[START]

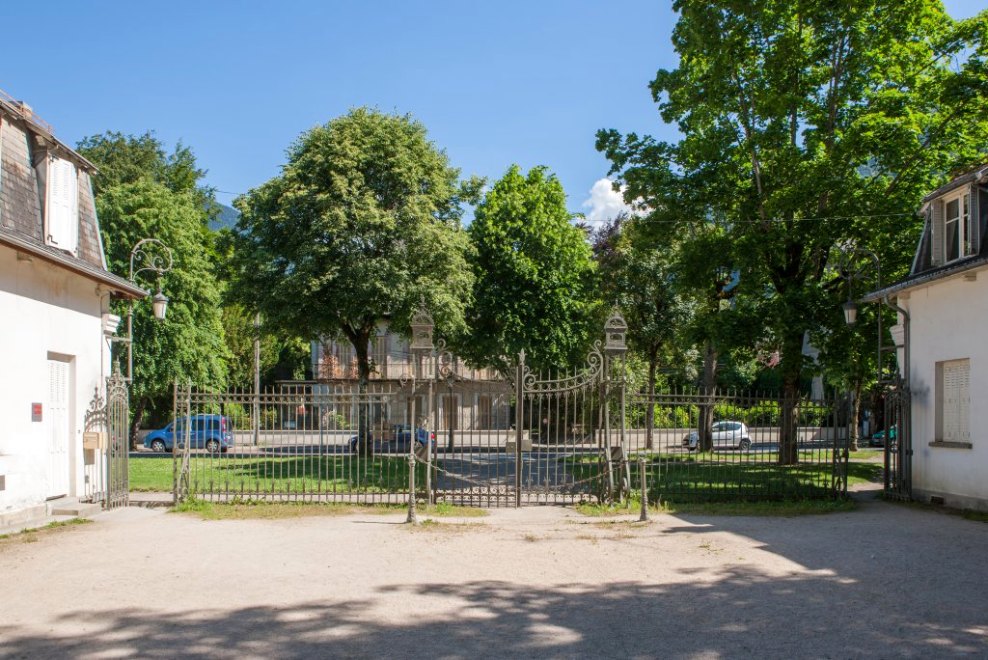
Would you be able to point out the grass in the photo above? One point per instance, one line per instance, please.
(282, 510)
(782, 508)
(265, 474)
(746, 476)
(680, 476)
(32, 535)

[END]

■ **What is asked**
Quote the records above verbatim, omitting the pictures from your reply.

■ **Result for this task**
Would you be able to point out the grass in the photo above? One point per instance, one line per instance, please.
(282, 510)
(782, 508)
(265, 474)
(746, 476)
(680, 476)
(32, 535)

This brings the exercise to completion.